#### [Description of the task]
Reproduce the material below only from the line with "[indicate] the chair seat" to the line with "[indicate] the blue-grey", both included, keeping each line exact and dropping the pictures.

Content starts

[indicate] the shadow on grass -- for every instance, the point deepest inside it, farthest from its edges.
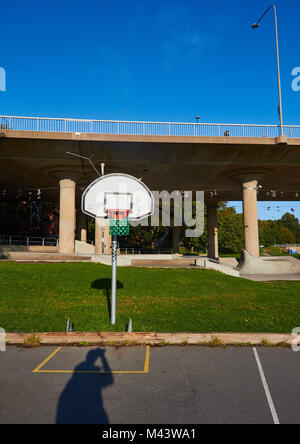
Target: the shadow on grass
(105, 286)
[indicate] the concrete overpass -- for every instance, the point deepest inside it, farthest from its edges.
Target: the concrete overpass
(228, 162)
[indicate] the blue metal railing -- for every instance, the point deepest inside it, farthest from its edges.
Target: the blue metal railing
(144, 128)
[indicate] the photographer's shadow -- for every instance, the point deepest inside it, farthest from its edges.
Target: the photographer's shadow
(81, 401)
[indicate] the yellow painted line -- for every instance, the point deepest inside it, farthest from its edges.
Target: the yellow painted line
(37, 370)
(92, 373)
(137, 372)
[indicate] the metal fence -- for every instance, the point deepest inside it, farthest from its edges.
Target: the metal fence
(144, 128)
(28, 241)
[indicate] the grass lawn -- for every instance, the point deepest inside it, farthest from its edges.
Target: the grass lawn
(42, 297)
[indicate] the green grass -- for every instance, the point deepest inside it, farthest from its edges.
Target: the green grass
(42, 297)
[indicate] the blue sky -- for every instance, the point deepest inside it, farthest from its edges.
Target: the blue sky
(164, 60)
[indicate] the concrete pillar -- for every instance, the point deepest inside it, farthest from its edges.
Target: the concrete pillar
(81, 225)
(212, 232)
(251, 217)
(67, 216)
(176, 233)
(102, 237)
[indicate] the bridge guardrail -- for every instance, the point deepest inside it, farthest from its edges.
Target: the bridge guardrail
(42, 124)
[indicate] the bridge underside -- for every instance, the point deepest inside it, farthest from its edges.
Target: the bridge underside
(231, 166)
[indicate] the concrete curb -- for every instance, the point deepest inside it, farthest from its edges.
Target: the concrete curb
(153, 338)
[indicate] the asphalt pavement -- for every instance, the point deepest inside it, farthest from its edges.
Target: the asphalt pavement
(143, 385)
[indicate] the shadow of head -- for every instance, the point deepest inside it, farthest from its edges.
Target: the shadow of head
(94, 355)
(105, 284)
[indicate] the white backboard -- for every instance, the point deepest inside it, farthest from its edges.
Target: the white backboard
(118, 191)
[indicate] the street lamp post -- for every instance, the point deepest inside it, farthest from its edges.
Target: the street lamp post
(255, 26)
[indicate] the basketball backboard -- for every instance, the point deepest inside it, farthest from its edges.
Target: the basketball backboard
(118, 192)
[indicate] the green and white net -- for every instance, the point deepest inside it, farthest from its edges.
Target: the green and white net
(118, 222)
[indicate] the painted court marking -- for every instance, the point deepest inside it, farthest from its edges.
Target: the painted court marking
(266, 388)
(38, 369)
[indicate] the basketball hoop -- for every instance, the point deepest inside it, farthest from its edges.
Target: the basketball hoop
(118, 198)
(119, 222)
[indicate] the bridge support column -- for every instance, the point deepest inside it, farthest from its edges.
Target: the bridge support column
(212, 232)
(251, 217)
(67, 216)
(81, 229)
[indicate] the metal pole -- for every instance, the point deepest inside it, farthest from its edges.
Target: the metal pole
(278, 71)
(255, 26)
(114, 260)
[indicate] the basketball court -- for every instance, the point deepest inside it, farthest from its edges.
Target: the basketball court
(139, 385)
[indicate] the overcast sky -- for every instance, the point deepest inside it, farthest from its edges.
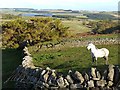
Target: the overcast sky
(102, 5)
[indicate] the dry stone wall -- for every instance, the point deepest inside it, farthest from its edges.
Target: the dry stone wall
(27, 76)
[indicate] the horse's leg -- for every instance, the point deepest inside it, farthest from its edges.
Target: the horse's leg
(93, 60)
(106, 60)
(96, 60)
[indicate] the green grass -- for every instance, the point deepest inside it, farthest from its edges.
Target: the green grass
(76, 26)
(11, 59)
(77, 58)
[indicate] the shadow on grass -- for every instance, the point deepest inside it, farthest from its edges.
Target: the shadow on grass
(11, 59)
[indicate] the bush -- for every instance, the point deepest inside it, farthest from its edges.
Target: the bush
(32, 31)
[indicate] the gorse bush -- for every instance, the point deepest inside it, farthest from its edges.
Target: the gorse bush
(34, 30)
(104, 27)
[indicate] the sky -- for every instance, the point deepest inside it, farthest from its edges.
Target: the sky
(97, 5)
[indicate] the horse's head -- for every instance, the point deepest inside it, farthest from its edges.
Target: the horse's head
(90, 45)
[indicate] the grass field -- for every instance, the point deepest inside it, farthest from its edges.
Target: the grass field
(76, 26)
(11, 59)
(77, 58)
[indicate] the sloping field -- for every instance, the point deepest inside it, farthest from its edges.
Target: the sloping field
(76, 27)
(76, 58)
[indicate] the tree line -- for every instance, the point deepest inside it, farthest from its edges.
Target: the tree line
(34, 30)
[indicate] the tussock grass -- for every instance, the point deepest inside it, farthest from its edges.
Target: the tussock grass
(76, 58)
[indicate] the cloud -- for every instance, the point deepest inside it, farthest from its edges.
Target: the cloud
(61, 4)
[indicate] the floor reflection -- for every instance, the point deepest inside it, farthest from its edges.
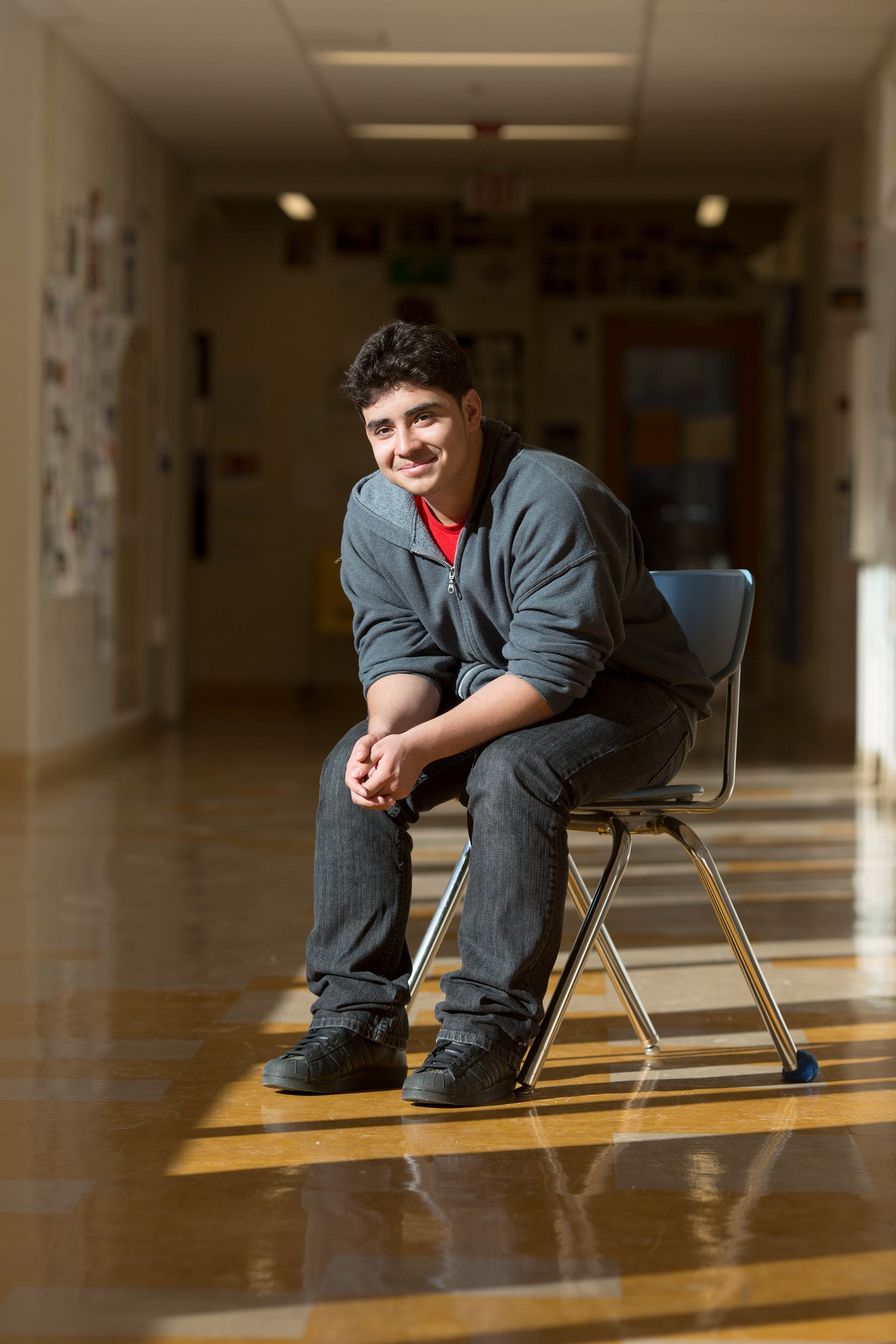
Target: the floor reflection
(149, 1189)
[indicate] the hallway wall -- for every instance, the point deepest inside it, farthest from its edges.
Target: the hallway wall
(92, 195)
(282, 310)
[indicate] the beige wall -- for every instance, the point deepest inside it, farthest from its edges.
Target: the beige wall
(66, 137)
(285, 336)
(22, 194)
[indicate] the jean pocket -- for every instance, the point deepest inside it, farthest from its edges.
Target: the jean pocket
(672, 765)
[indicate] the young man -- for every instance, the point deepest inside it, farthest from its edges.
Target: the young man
(516, 654)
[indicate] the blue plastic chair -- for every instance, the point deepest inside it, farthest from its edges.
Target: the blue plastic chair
(714, 609)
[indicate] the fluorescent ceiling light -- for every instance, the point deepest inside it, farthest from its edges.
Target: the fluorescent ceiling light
(712, 211)
(407, 131)
(296, 205)
(438, 131)
(565, 132)
(480, 60)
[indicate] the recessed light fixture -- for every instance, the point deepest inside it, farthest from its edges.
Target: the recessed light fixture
(441, 131)
(712, 211)
(410, 131)
(296, 205)
(565, 132)
(480, 60)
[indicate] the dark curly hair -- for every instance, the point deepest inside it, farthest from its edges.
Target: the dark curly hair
(405, 352)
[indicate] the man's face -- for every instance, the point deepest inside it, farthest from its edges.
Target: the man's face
(421, 437)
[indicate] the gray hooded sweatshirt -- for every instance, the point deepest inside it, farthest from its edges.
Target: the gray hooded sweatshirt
(548, 584)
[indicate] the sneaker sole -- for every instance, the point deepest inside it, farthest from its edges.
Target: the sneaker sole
(378, 1080)
(438, 1099)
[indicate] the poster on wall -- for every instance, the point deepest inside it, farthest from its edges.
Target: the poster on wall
(84, 346)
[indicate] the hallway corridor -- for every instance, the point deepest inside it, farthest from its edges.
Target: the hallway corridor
(156, 913)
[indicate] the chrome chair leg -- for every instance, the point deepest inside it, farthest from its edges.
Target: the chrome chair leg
(629, 998)
(579, 955)
(440, 924)
(798, 1065)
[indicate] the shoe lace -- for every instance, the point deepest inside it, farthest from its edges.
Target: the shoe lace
(318, 1038)
(448, 1053)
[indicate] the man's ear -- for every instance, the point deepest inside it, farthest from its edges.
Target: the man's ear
(472, 408)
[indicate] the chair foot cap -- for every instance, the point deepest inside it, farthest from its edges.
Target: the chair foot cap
(805, 1071)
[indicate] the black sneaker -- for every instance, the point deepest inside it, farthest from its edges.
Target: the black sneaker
(332, 1059)
(457, 1074)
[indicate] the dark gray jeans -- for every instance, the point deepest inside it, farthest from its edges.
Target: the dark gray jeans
(625, 734)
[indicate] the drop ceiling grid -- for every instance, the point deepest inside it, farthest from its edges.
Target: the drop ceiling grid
(730, 85)
(474, 24)
(483, 96)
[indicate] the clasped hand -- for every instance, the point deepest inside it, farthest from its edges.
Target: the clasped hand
(381, 771)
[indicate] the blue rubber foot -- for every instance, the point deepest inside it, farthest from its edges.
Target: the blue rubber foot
(805, 1071)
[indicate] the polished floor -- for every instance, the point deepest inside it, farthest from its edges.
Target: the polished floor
(154, 917)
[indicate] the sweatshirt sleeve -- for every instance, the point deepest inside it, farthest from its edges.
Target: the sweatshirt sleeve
(567, 617)
(389, 638)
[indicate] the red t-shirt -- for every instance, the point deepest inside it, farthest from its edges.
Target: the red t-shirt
(445, 535)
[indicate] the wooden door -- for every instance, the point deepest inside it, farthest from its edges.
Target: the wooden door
(683, 414)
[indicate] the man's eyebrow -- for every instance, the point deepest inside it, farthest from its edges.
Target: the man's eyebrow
(414, 411)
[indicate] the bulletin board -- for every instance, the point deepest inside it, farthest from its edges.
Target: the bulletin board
(84, 344)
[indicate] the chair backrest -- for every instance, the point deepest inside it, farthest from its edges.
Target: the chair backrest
(714, 609)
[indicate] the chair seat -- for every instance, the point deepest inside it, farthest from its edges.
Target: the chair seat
(657, 793)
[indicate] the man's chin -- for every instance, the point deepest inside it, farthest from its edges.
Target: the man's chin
(424, 484)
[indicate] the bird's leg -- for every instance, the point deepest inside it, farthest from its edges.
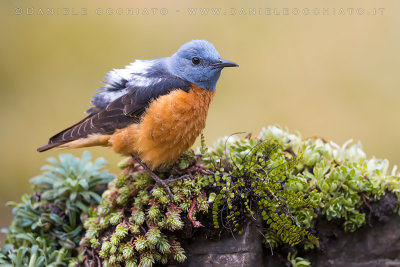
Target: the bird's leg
(158, 180)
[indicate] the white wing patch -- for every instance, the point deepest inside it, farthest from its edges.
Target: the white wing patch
(133, 72)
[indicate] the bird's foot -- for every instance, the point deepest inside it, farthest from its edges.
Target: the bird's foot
(163, 182)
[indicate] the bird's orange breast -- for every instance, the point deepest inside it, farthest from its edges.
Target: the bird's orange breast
(169, 127)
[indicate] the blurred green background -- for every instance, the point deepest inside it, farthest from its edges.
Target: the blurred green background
(331, 75)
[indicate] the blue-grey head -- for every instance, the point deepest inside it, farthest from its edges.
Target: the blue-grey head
(198, 62)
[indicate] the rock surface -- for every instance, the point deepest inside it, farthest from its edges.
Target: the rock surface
(376, 244)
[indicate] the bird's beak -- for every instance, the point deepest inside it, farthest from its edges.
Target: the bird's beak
(224, 63)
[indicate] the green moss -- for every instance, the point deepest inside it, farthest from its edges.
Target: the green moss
(277, 177)
(47, 225)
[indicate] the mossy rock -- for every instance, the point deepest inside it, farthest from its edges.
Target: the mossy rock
(277, 184)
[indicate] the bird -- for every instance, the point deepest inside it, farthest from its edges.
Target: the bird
(152, 110)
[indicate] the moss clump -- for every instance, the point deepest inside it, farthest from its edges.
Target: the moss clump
(47, 225)
(277, 177)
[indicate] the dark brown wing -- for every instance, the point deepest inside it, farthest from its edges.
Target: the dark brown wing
(122, 112)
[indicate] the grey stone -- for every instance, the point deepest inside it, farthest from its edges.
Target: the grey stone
(377, 245)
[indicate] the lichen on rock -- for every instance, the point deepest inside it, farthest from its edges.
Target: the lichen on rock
(277, 180)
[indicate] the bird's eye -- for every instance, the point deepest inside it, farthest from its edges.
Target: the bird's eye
(196, 60)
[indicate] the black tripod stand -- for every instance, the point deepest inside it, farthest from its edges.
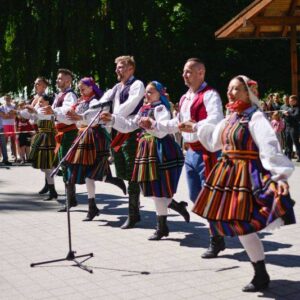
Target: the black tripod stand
(71, 254)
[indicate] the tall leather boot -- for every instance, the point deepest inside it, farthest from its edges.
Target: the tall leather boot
(52, 193)
(133, 211)
(217, 244)
(117, 181)
(45, 189)
(260, 280)
(162, 229)
(71, 197)
(180, 207)
(93, 210)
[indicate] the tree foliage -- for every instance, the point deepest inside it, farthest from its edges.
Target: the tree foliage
(40, 36)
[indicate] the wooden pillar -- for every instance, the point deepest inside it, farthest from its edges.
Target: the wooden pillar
(294, 60)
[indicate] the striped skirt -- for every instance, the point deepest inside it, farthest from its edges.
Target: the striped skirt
(239, 196)
(42, 146)
(89, 159)
(158, 165)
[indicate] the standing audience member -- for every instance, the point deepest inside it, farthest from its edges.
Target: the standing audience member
(276, 104)
(292, 117)
(284, 108)
(24, 129)
(9, 124)
(278, 125)
(3, 140)
(40, 86)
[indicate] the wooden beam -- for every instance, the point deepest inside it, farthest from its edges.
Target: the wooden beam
(291, 12)
(294, 60)
(276, 21)
(250, 11)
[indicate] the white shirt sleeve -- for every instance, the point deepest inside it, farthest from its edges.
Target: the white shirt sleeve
(60, 112)
(136, 93)
(125, 125)
(270, 152)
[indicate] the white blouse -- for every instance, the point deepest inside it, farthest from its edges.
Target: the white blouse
(264, 136)
(161, 113)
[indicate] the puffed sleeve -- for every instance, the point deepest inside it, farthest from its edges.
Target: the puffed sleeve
(270, 152)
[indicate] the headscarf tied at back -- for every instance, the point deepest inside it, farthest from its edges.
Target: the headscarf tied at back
(252, 88)
(89, 81)
(162, 92)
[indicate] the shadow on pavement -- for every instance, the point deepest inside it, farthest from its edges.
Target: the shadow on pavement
(281, 290)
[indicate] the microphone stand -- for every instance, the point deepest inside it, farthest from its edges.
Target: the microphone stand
(71, 254)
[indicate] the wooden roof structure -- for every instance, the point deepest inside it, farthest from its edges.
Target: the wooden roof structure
(268, 19)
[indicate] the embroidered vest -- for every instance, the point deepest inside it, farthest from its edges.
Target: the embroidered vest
(61, 97)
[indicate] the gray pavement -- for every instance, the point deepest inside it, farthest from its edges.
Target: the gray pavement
(125, 264)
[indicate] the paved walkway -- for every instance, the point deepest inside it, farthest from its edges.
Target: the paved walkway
(125, 264)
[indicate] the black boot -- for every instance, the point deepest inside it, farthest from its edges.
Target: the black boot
(181, 209)
(45, 189)
(133, 211)
(260, 280)
(118, 182)
(71, 197)
(93, 210)
(162, 229)
(217, 244)
(52, 193)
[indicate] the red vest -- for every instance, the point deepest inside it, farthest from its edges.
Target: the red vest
(198, 110)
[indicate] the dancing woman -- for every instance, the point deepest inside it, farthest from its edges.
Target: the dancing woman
(88, 162)
(159, 159)
(43, 143)
(247, 190)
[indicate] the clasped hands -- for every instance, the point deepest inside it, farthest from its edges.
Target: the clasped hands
(144, 122)
(187, 126)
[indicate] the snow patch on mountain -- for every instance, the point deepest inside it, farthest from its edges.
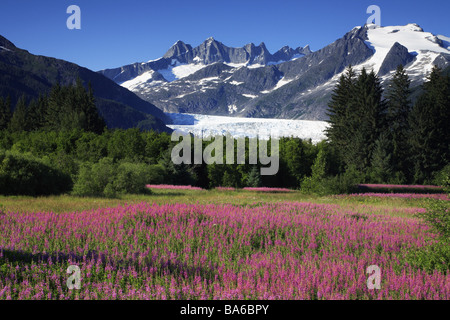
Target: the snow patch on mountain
(411, 36)
(283, 81)
(139, 80)
(180, 70)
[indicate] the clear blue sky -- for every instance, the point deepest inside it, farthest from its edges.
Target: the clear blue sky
(119, 32)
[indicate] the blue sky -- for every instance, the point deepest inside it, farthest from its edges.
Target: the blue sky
(117, 32)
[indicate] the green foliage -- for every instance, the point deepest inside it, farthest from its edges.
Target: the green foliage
(254, 178)
(437, 255)
(19, 118)
(399, 108)
(431, 258)
(315, 183)
(442, 178)
(438, 217)
(109, 179)
(26, 175)
(382, 167)
(131, 178)
(5, 113)
(430, 133)
(95, 179)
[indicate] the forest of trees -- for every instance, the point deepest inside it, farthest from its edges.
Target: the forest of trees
(375, 135)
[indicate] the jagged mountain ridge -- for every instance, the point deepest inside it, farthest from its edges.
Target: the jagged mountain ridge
(217, 80)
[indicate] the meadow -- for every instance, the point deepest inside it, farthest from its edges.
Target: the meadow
(217, 244)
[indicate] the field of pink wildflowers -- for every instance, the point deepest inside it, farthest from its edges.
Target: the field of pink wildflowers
(186, 251)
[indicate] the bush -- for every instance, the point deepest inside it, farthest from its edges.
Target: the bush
(108, 179)
(442, 178)
(438, 217)
(437, 255)
(94, 179)
(431, 258)
(131, 178)
(26, 175)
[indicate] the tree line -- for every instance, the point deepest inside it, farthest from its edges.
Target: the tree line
(65, 108)
(386, 138)
(373, 137)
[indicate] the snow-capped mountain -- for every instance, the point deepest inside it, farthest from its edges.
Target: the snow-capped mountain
(207, 126)
(297, 83)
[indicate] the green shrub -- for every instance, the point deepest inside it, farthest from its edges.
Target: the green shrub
(22, 174)
(94, 178)
(431, 258)
(442, 178)
(131, 178)
(109, 179)
(437, 255)
(438, 217)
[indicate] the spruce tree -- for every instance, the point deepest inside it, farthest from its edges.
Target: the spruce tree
(18, 121)
(338, 113)
(367, 120)
(37, 114)
(430, 130)
(5, 113)
(382, 164)
(254, 178)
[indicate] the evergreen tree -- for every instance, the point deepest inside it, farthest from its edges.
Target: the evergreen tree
(338, 113)
(19, 118)
(430, 129)
(382, 164)
(399, 108)
(367, 119)
(37, 113)
(5, 113)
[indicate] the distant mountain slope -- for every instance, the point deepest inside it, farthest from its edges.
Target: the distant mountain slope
(214, 79)
(25, 73)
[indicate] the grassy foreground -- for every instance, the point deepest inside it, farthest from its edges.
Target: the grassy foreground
(67, 203)
(187, 244)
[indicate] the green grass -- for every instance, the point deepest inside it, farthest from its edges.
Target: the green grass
(67, 203)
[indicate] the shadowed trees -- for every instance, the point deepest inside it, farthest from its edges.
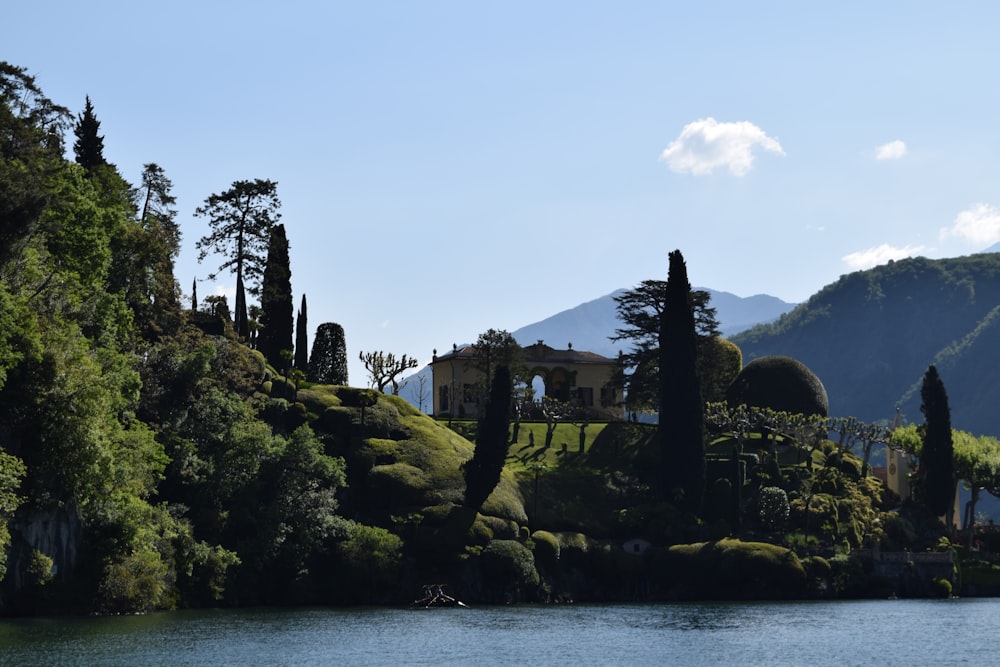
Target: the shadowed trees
(482, 471)
(937, 468)
(302, 339)
(89, 145)
(240, 220)
(276, 301)
(641, 310)
(328, 362)
(682, 425)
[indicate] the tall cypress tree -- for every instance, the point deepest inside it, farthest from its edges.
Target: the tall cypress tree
(276, 301)
(937, 465)
(302, 338)
(482, 471)
(682, 428)
(89, 145)
(328, 361)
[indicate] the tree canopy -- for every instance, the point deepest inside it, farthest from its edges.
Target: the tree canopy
(276, 301)
(240, 220)
(328, 361)
(89, 145)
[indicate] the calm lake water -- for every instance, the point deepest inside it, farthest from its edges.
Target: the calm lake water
(889, 632)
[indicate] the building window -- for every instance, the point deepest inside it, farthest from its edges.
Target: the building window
(608, 396)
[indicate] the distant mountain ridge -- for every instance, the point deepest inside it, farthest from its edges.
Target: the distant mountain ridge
(871, 335)
(590, 326)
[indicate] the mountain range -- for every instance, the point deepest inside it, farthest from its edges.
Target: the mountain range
(869, 336)
(590, 326)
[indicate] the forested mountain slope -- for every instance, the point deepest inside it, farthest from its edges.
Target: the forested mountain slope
(871, 335)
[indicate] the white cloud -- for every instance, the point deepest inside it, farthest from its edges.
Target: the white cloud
(866, 259)
(706, 144)
(979, 225)
(894, 150)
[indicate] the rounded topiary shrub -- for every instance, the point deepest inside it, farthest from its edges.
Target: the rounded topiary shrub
(779, 383)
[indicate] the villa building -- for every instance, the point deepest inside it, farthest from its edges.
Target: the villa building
(572, 376)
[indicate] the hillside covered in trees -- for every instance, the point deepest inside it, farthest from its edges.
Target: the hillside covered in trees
(156, 454)
(871, 335)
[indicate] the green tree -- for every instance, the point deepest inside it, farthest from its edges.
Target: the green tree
(482, 471)
(89, 145)
(11, 472)
(641, 311)
(276, 301)
(328, 361)
(497, 347)
(302, 338)
(384, 368)
(682, 414)
(144, 254)
(937, 468)
(31, 147)
(241, 219)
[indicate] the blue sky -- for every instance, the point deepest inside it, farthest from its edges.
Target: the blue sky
(450, 167)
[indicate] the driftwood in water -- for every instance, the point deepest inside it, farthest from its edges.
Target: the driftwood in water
(434, 596)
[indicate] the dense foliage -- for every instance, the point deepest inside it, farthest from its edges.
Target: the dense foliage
(682, 432)
(937, 466)
(780, 383)
(275, 337)
(149, 458)
(328, 361)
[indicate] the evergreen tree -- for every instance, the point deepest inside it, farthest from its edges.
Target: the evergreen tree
(641, 311)
(276, 301)
(937, 466)
(156, 245)
(682, 425)
(482, 471)
(89, 145)
(241, 219)
(302, 338)
(328, 362)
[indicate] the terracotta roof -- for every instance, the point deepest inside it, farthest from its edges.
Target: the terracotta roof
(538, 352)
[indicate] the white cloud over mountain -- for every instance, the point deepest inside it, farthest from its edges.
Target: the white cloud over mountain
(979, 225)
(894, 150)
(707, 144)
(866, 259)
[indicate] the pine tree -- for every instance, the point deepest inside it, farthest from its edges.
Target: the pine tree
(328, 361)
(241, 219)
(162, 242)
(682, 428)
(89, 145)
(302, 338)
(937, 466)
(276, 301)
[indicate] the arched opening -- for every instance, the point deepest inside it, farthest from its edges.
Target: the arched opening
(537, 388)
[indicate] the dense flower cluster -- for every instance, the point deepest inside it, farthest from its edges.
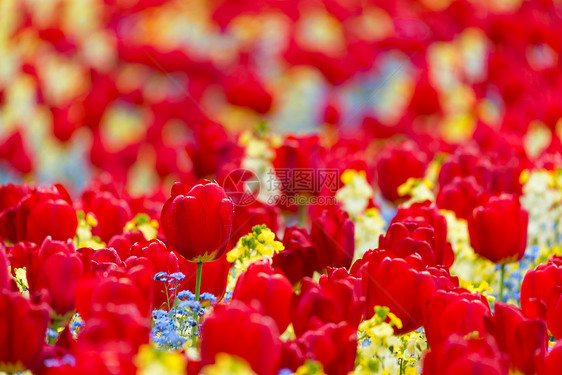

Content ends

#### [Written solution]
[indicate] the chair seat -- for every instance, the point deepest inside it, farthest from its edges.
Target: the chair seat
(657, 793)
[indicate] the man's chin -- for every instance, the point deepest inside it, farthest from its edges.
Target: the man's chin
(424, 484)
[indicate] the bird's leg -- for every instance, the point deepest inside it, farthest from its edges.
Target: the bird's leg
(158, 180)
[indicate] the white wing patch -- for every instance, the point deepest inside it, farthest from its edges.
Target: the white wing patch
(133, 72)
[indicate] the bird's foot -- for every instance, the point deepest inside it, farthest from its edges.
Target: the bird's foot
(163, 182)
[indicate] the bird's orange breast -- for every instance, the point deepest inside it, farthest from its edges.
Target: the bird's orange breast
(169, 127)
[indicate] the blurred green background -- for every instance, the point deepest inside it, farthest from its edges.
Target: the blurred green background
(331, 75)
[indicate] the blue-grey head -- for every instance, the point deepest inside it, farthest from its edges.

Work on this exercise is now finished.